§ MATERIAL PROVIDED

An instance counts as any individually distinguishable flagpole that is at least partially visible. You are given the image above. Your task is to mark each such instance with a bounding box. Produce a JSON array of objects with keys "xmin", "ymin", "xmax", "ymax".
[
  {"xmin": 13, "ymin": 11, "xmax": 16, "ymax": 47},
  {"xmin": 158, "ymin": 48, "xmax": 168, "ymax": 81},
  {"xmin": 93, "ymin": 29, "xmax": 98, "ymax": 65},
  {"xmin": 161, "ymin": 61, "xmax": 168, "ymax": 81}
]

§ TASK TO CARRY OUT
Update the rows above by changing "flagpole" to "lamppost", leaving every other part of them unchanged.

§ TASK OUTPUT
An instance counts as any individually distinguishable lamppost that is at least partially visible. You are given the image above. Your task is to mark each such instance with a bounding box. Produce a JSON array of objects with keys "xmin", "ymin", "xmax", "ymax".
[
  {"xmin": 13, "ymin": 11, "xmax": 16, "ymax": 47},
  {"xmin": 158, "ymin": 48, "xmax": 168, "ymax": 81},
  {"xmin": 93, "ymin": 29, "xmax": 98, "ymax": 65},
  {"xmin": 161, "ymin": 61, "xmax": 168, "ymax": 81}
]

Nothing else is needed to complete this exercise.